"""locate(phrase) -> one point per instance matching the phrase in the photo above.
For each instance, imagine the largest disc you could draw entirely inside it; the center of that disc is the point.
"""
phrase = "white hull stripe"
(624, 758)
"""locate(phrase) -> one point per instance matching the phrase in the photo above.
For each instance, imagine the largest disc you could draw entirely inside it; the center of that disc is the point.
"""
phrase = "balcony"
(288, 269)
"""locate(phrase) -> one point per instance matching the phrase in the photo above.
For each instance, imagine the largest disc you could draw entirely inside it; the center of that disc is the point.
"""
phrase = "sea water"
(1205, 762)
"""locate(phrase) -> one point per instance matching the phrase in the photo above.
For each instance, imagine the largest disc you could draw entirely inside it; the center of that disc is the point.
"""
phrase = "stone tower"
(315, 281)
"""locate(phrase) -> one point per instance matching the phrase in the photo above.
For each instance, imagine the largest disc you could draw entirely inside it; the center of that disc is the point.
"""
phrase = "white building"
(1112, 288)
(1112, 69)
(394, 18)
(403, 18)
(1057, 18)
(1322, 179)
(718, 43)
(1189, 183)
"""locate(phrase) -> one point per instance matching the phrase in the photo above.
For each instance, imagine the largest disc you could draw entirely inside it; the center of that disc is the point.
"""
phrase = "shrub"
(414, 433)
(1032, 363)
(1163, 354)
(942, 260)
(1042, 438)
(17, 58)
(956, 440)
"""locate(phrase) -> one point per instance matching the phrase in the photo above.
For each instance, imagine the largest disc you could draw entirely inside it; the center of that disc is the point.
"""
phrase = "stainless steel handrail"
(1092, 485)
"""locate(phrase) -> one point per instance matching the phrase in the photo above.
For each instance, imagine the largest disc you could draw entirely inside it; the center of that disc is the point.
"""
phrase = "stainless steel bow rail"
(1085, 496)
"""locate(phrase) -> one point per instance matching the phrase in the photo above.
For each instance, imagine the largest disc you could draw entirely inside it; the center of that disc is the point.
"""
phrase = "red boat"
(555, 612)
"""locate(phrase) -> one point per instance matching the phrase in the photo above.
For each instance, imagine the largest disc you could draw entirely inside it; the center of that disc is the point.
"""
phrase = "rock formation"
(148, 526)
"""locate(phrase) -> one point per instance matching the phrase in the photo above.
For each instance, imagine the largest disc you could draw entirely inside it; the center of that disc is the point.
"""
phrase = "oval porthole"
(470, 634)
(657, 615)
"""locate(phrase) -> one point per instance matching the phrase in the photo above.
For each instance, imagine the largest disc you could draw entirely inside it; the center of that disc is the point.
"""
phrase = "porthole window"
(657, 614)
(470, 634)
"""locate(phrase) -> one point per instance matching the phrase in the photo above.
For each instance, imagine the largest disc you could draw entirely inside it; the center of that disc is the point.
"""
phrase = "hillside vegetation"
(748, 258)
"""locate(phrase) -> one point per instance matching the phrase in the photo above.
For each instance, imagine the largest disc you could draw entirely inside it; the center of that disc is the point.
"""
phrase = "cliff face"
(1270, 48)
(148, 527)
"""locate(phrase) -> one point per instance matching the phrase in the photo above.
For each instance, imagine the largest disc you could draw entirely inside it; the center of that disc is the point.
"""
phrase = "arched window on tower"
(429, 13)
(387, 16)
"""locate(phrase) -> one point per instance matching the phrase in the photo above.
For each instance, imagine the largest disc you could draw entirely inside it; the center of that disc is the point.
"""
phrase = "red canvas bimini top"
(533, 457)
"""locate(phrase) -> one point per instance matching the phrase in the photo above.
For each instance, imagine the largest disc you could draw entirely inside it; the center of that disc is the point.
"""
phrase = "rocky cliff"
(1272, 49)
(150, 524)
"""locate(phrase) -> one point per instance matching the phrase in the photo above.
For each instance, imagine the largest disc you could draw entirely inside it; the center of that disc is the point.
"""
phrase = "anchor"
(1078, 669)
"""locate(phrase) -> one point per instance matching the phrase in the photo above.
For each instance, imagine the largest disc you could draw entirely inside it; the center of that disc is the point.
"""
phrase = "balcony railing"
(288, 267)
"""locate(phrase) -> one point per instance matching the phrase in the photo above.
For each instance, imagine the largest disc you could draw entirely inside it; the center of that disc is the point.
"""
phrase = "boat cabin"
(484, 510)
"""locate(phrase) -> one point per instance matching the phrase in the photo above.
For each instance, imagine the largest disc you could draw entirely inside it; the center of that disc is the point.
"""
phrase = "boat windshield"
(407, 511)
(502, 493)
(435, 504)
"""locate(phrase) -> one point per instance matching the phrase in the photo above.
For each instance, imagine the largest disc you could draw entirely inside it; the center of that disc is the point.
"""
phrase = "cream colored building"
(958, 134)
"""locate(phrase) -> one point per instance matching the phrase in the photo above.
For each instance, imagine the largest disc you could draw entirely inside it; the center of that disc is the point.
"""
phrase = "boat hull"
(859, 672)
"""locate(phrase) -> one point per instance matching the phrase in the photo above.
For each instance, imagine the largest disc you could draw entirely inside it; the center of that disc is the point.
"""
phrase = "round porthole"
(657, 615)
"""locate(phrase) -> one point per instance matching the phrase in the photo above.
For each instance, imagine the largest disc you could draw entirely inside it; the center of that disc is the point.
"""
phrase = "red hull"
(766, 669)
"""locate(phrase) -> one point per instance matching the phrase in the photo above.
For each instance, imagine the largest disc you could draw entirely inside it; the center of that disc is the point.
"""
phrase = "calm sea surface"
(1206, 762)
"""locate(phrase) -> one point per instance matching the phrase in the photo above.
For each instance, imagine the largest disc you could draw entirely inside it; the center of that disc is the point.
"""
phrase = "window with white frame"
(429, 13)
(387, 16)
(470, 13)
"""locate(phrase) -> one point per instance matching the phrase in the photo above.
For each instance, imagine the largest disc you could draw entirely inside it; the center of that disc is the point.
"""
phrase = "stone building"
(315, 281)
====================
* [Direction]: Each line must be given again exactly as written above.

* [Output below]:
"""locate(phrase) -> one point per instance matching the phrase in the photo above.
For each instance, imagine the largest disc you could draw entirely inside it; the center of that disc is the point.
"""
phrase = "white hull stripe"
(624, 758)
"""locate(phrase) -> one point per instance matching the phrase in the photo above.
For each instance, imagine the largest disc you could draw entirely inside it; the center of that disc is the point.
"""
phrase = "balcony"
(288, 269)
"""locate(phrase) -> one point per instance matching the phrase in the photo above.
For each instance, imagine the largest disc you could draw entirely inside it; the center of that disc is the point.
"""
phrase = "sea water"
(1205, 762)
"""locate(phrase) -> one point per instance matching the phrase in the photo above.
For each instance, imagine the largest disc you could draw entirely inside it; the center of that disc is the point.
"""
phrase = "stone tower"
(315, 281)
"""locate(phrase) -> one point per instance matching the phrase in the photo above.
For each instance, imagine the largest disc you could draw entirely inside it; the center of that disc is the point.
"""
phrase = "white building"
(1112, 288)
(1112, 69)
(394, 18)
(403, 18)
(1057, 18)
(1322, 179)
(718, 43)
(1189, 183)
"""locate(phrase) -> one point per instance matching the phrase in the photo above.
For each instance, imagine the largest disc you could draw entirely inside it; the center of that disc is the point.
"""
phrase = "shrub"
(414, 433)
(1032, 363)
(1163, 354)
(942, 260)
(1042, 438)
(17, 58)
(956, 440)
"""locate(phrase) -> one point per instance matching the phrase in the photo above.
For each instance, imagine the largest disc you could draw entirely inside it; the center of that disc is the point.
"""
phrase = "stainless steel handrail"
(1092, 485)
"""locate(phrase) -> one point per instance matching the phrase in the photo above.
For each instance, imagine the largest disc you could draw entirely inside it; the center of that disc is the point.
"""
phrase = "stainless steel bow rail"
(1085, 496)
"""locate(phrase) -> one point per instance matching the phrase in the photo above.
For each instance, imagine the largest disc you could draw entirely inside it; the center of that disc is the point.
"""
phrase = "red boat"
(555, 612)
"""locate(phrase) -> one point per instance matching the phrase in the photo above.
For each instance, imagine the largest disc you could draw entirely inside it; the center of that disc is the point.
"""
phrase = "rock formation"
(148, 526)
"""locate(phrase) -> one point per instance matching the phrase in the photo above.
For each instance, imagine the largest disc you could draw entirely inside it; the center of that disc is the point.
"""
phrase = "oval porthole"
(470, 634)
(657, 615)
"""locate(phrase) -> one point per instance matching the phrase in the photo above.
For each instance, imagine the largest disc you could draw entirely inside it; the center of that disc is the point.
"""
phrase = "porthole window"
(657, 614)
(470, 634)
"""locate(phrase) -> one point per instance matching the phrase in the photo above.
For each instance, imagine the largest disc you could draw entirely inside it; the center of that disc is the point.
"""
phrase = "hillside vegetation"
(748, 258)
"""locate(phrase) -> one point per instance matching the phrase in the photo above.
For each instance, imagine the largest disc you could draw entirely inside it; the center of that disc is the point.
"""
phrase = "cliff face"
(1270, 48)
(148, 527)
"""locate(phrase) -> one point per instance matching the phrase in the photo above.
For each instance, imagine the largest disc you could draw entirely inside it; the center of that disc is the point.
"""
phrase = "arched window on tower"
(429, 13)
(387, 16)
"""locate(phrase) -> one point per instance matching the phrase in the photo above.
For each instance, imagine the largest disc you could draw entirely inside it; the center of that disc is the point.
"""
phrase = "red canvas bimini top"
(533, 457)
"""locate(phrase) -> one point per instance matching the phrase in the photo above.
For each instance, imagine the largest disc you could draw entirely inside it; the center of that disc is the point.
"""
phrase = "rocky cliff"
(1272, 49)
(150, 524)
"""locate(phrase) -> one point per instance matching the phrase in the photo above.
For each instance, imagine the largest disc you could draw entirely inside it; the center of that disc is the point.
"""
phrase = "anchor"
(1078, 669)
"""locate(phrase) -> one point per instance matching the phrase in the photo above.
For each instance, imagine the largest disc you could draw entirely inside it; the center of that disc is the point.
"""
phrase = "balcony railing"
(288, 267)
"""locate(phrase) -> one point per instance matching the phrase in the photo above.
For each instance, imagine the largest disc you could draw entirely inside it; the center of that disc is the point.
"""
phrase = "boat cabin"
(484, 510)
"""locate(phrase) -> one point per instance matching the phrase in the photo above.
For each instance, imagine the largest disc you could draw entirely inside it; the center of that disc is the point.
"""
phrase = "boat windshield"
(407, 511)
(502, 493)
(435, 504)
"""locate(phrase) -> one point per instance matching the phrase in the photo above.
For each instance, imagine the largest disc you could draw entirely inside it; the center of that disc is the point.
"""
phrase = "cream colored building"
(958, 134)
"""locate(phrase) -> one point per instance matching the phrase in the photo above.
For each instance, imagine the largest disc you could draw entirely inside it; the center of that disc is the point.
"""
phrase = "boat hull"
(859, 672)
"""locate(phrase) -> one point per instance matching the phrase in the photo above.
For each instance, imagine the largest disc you could draw entirely inside it; the center of that disc is the point.
"""
phrase = "round porthole"
(657, 615)
"""locate(phrase) -> one point per instance matching the phrase in the photo above.
For each instance, imagine the largest disc you could draw entirely inside it; the center of that disc is the point.
"""
phrase = "red hull"
(766, 669)
"""locate(phrase) -> one point per instance matching the phrase in the photo above.
For each instance, imagine the largest disc you could draw entirely inside it; the center of that disc is the point.
"""
phrase = "calm sea surface"
(1206, 762)
"""locate(phrase) -> one point per instance matching the phrase in the photo above.
For each instance, imagine the largest disc you could draw entirely inside it; the center of that disc is the point.
"""
phrase = "window with white frame"
(429, 13)
(387, 16)
(470, 13)
"""locate(phrase) -> one point per instance matching the phrase in the photo above.
For each instance, imagine the largest disc you could draw entirely inside it; the center of that disc is the point.
"""
phrase = "stone building"
(315, 281)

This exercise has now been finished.